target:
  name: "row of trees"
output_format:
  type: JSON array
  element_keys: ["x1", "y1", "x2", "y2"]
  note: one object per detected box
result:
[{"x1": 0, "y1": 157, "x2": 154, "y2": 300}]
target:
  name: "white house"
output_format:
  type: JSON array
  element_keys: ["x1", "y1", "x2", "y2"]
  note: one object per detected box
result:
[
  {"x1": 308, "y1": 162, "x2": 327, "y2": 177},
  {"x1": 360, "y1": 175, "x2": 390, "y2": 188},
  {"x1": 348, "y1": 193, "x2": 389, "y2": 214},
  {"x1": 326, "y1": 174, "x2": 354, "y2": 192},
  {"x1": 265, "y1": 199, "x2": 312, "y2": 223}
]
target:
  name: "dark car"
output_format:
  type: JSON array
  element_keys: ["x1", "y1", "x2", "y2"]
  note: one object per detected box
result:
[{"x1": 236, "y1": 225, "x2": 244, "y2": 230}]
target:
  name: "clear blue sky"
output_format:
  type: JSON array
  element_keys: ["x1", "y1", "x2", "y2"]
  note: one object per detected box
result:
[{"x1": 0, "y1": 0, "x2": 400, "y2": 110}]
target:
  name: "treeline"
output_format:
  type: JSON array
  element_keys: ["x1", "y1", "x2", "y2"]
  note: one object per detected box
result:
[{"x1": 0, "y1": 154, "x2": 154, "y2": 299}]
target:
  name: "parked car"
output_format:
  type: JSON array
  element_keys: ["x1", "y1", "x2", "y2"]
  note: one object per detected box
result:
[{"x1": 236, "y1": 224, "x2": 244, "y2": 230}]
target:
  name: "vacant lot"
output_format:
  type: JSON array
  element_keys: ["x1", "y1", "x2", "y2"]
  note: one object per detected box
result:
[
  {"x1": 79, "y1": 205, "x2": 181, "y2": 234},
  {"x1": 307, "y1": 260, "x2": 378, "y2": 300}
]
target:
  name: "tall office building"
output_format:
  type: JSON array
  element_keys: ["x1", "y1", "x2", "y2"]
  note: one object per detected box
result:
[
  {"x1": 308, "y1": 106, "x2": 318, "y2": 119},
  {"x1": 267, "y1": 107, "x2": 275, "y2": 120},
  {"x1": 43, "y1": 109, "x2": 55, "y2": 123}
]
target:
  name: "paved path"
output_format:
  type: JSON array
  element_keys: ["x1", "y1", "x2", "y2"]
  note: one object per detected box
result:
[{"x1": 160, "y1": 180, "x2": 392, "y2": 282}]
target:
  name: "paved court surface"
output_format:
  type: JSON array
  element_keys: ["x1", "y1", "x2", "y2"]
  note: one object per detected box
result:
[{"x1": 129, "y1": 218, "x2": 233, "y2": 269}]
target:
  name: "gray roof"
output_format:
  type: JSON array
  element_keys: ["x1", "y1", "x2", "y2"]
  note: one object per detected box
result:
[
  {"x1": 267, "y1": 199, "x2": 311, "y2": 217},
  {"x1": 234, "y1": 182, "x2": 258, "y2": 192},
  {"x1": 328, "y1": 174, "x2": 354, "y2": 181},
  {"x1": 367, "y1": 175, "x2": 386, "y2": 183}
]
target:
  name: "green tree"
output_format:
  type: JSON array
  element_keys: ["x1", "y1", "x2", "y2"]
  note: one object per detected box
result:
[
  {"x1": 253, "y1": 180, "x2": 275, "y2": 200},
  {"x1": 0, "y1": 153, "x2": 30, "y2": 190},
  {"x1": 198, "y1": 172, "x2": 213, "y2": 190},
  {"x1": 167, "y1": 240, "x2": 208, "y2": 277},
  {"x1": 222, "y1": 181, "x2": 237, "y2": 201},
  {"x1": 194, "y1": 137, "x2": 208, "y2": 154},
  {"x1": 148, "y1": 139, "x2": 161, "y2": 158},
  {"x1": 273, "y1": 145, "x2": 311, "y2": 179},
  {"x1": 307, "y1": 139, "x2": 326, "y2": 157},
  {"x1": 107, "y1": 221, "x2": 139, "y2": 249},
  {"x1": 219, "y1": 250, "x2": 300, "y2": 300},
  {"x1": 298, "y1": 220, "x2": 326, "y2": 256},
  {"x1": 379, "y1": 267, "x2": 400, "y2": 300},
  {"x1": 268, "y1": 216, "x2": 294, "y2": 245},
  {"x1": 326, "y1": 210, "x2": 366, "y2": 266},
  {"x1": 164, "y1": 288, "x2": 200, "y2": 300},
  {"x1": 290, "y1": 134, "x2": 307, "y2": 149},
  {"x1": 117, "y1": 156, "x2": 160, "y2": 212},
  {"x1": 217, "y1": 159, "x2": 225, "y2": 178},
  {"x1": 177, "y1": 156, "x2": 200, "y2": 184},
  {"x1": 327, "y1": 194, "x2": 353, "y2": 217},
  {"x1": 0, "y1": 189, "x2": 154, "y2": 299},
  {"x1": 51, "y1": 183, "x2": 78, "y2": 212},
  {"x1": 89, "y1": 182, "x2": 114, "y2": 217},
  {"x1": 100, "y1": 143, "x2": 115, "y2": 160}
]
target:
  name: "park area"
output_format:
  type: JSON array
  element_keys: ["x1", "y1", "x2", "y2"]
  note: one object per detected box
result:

=== CONSIGNE ===
Quelles lignes des enregistrements ci-dessus contiennent le mot « paved » ? Repérez-les toutes et recopiez-les intégralement.

=== RÉPONSE ===
  name: "paved path"
  name: "paved court surface"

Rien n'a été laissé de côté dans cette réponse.